-------- Data rows

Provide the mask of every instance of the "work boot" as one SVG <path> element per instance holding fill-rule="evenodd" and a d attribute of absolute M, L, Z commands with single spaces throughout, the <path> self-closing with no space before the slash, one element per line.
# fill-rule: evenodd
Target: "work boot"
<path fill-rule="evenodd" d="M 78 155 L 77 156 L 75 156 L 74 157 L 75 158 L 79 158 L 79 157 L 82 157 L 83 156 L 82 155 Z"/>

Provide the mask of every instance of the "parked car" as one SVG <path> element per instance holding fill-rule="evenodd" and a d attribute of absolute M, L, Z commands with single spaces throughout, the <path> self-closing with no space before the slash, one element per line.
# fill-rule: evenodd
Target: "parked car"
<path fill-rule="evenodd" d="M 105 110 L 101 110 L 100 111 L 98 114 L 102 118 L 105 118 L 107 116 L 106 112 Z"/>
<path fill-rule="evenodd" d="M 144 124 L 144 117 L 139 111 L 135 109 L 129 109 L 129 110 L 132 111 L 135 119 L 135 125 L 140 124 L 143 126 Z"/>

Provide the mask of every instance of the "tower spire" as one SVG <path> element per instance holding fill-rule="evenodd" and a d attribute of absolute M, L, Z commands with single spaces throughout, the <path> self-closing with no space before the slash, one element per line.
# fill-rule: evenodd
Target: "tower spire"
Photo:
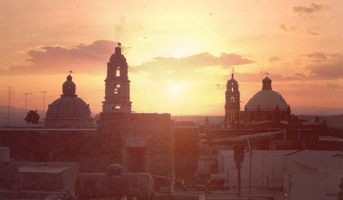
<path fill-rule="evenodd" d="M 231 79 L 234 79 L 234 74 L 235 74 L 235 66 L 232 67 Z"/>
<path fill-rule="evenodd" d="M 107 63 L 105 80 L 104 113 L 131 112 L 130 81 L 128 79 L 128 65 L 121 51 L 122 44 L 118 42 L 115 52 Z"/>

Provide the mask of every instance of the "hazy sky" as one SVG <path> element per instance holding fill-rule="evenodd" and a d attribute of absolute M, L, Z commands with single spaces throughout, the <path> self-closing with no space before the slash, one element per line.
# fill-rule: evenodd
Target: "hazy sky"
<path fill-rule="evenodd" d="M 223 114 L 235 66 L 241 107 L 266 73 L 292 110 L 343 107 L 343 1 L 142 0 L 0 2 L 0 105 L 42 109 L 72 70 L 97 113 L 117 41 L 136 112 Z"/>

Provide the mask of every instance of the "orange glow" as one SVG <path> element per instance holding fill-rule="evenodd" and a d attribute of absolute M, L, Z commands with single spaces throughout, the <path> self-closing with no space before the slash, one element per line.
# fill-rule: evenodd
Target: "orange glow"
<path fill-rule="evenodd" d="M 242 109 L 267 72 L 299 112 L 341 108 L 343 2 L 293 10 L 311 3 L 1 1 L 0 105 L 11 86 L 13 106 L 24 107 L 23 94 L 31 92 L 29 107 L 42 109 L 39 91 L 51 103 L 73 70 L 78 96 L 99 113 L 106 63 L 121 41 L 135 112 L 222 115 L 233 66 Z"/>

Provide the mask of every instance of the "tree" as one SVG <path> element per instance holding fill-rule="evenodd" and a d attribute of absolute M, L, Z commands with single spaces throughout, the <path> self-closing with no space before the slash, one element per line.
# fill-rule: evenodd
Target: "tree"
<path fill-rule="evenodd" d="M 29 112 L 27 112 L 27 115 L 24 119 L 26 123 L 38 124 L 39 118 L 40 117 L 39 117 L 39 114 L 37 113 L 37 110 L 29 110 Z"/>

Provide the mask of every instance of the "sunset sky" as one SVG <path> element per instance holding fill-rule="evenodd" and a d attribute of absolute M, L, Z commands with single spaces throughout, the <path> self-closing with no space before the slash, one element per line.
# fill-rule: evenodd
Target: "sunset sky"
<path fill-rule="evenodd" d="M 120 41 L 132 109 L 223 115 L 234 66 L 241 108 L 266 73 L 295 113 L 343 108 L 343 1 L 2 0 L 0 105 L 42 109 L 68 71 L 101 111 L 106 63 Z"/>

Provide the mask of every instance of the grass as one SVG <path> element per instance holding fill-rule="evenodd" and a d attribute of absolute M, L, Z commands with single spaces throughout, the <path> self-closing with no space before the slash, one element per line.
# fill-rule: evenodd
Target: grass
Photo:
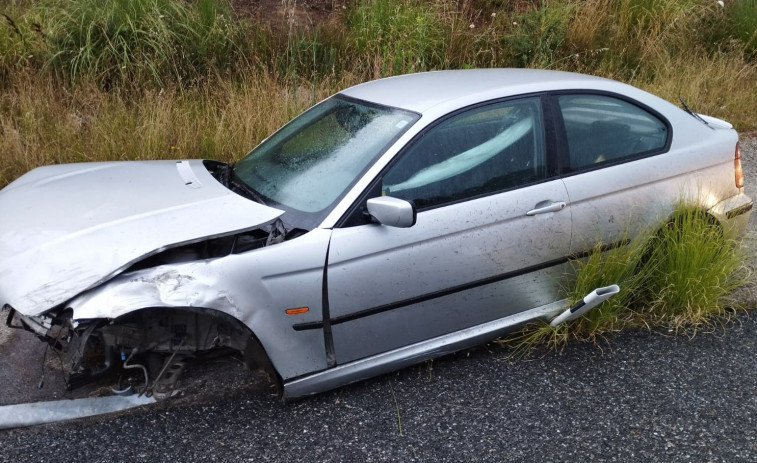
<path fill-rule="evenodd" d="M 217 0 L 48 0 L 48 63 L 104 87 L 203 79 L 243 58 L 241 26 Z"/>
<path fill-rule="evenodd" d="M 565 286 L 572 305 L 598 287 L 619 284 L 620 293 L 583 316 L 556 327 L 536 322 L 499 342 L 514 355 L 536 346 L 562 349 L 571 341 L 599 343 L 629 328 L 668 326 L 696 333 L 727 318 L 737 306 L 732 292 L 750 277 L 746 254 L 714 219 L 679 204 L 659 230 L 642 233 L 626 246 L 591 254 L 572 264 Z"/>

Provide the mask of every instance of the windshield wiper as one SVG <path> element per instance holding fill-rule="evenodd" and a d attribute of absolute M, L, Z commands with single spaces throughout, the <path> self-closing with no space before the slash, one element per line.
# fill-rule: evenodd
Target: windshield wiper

----------------

> [Given task]: Copy all the records above word for word, leaving out the pictures.

> [Solution for this problem]:
Provide the mask of every instance of the "work boot" as one SVG <path> element per instance holding fill-rule="evenodd" and a d attribute of absolute M, L, Z commands with single spaces throughout, the <path> self-closing with no space before the slash, one element per line.
# fill-rule: evenodd
Target: "work boot"
<path fill-rule="evenodd" d="M 78 155 L 77 156 L 75 156 L 74 157 L 75 158 L 79 158 L 79 157 L 82 157 L 83 156 L 82 155 Z"/>

Provide the mask of every instance of the "parked car" as one SVG <path> element per instance holding fill-rule="evenodd" and a d attribute of absolute M, L, Z commands with single spaces throughout, the <path> self-closing with no space before the slash, one element per line.
# fill-rule: evenodd
Target: "parked car"
<path fill-rule="evenodd" d="M 105 110 L 101 110 L 100 111 L 98 114 L 102 118 L 105 118 L 107 116 L 106 112 Z"/>
<path fill-rule="evenodd" d="M 144 124 L 144 117 L 139 111 L 135 109 L 129 109 L 129 110 L 132 111 L 135 119 L 135 125 L 140 124 L 143 126 Z"/>

Provide the mask of every instance of the "tower spire" as one SVG <path> element per instance holding fill-rule="evenodd" and a d attribute of absolute M, L, Z commands with single spaces throughout, the <path> self-closing with no space before the slash, one element per line.
# fill-rule: evenodd
Target: "tower spire"
Photo:
<path fill-rule="evenodd" d="M 231 79 L 234 79 L 234 74 L 235 74 L 235 66 L 232 67 Z"/>
<path fill-rule="evenodd" d="M 107 63 L 105 80 L 104 113 L 131 112 L 130 81 L 128 79 L 128 65 L 121 51 L 122 44 L 118 42 L 115 52 Z"/>

Provide the mask of every instance of the "hazy sky" as one SVG <path> element per instance holding fill-rule="evenodd" and a d attribute of absolute M, L, Z commands with single spaces throughout, the <path> self-closing with no space before the slash, one element per line.
# fill-rule: evenodd
Target: "hazy sky"
<path fill-rule="evenodd" d="M 223 114 L 235 66 L 241 107 L 266 73 L 292 110 L 343 107 L 343 1 L 142 0 L 0 2 L 0 105 L 42 109 L 72 70 L 97 113 L 117 41 L 136 112 Z"/>

Provide the mask of every instance of the "orange glow" as one SVG <path> element per instance holding fill-rule="evenodd" and a d attribute of absolute M, L, Z commands with single spaces throughout, the <path> self-closing with no space before the slash, one element per line.
# fill-rule: evenodd
Target: "orange glow"
<path fill-rule="evenodd" d="M 242 109 L 267 72 L 299 112 L 341 108 L 343 2 L 293 10 L 311 3 L 1 1 L 0 105 L 11 86 L 13 106 L 24 107 L 23 94 L 31 92 L 29 107 L 42 109 L 39 91 L 51 103 L 73 70 L 78 96 L 99 113 L 106 63 L 121 41 L 135 112 L 222 115 L 233 66 Z"/>

Provide the mask of every instance of the "tree" as one SVG <path> element per instance holding fill-rule="evenodd" and a d attribute of absolute M, L, Z commands with single spaces throughout, the <path> self-closing with no space before the slash, one element per line.
# fill-rule: evenodd
Target: "tree"
<path fill-rule="evenodd" d="M 29 112 L 27 112 L 27 115 L 24 119 L 26 123 L 38 124 L 39 118 L 40 117 L 39 117 L 39 114 L 37 113 L 37 110 L 29 110 Z"/>

Provide the mask of every instance of the "sunset sky" as one SVG <path> element per instance holding fill-rule="evenodd" and a d attribute of absolute M, L, Z commands with single spaces throughout, the <path> self-closing with no space before the slash, one element per line.
# fill-rule: evenodd
Target: "sunset sky"
<path fill-rule="evenodd" d="M 120 41 L 132 109 L 223 115 L 234 66 L 241 108 L 266 73 L 295 113 L 343 108 L 343 1 L 2 0 L 0 105 L 42 109 L 68 71 L 101 111 L 106 63 Z"/>

Provide the mask of every instance of the grass as one SVG <path> element per instance holding fill-rule="evenodd" and a d attribute of absolute M, L, Z commands with single spaces throughout, the <path> self-closing with no space before the slash, one element per line.
# fill-rule: evenodd
Target: grass
Photo:
<path fill-rule="evenodd" d="M 217 0 L 48 0 L 48 63 L 104 87 L 203 79 L 243 58 L 241 26 Z"/>
<path fill-rule="evenodd" d="M 565 286 L 572 305 L 598 287 L 619 284 L 620 293 L 583 316 L 556 327 L 536 322 L 499 342 L 514 355 L 536 346 L 562 349 L 571 341 L 599 343 L 629 328 L 668 326 L 696 333 L 727 318 L 737 306 L 732 292 L 750 277 L 746 254 L 714 219 L 679 204 L 659 230 L 642 233 L 626 246 L 591 254 L 572 264 Z"/>

Provide the mask of every instance of the windshield wiper as one SVG <path> element per instance holding fill-rule="evenodd" and a d attribute of absolute M, L, Z commands with single spaces throughout, the <path> self-closing with no space before the slash, one element per line.
# fill-rule: evenodd
Target: windshield wiper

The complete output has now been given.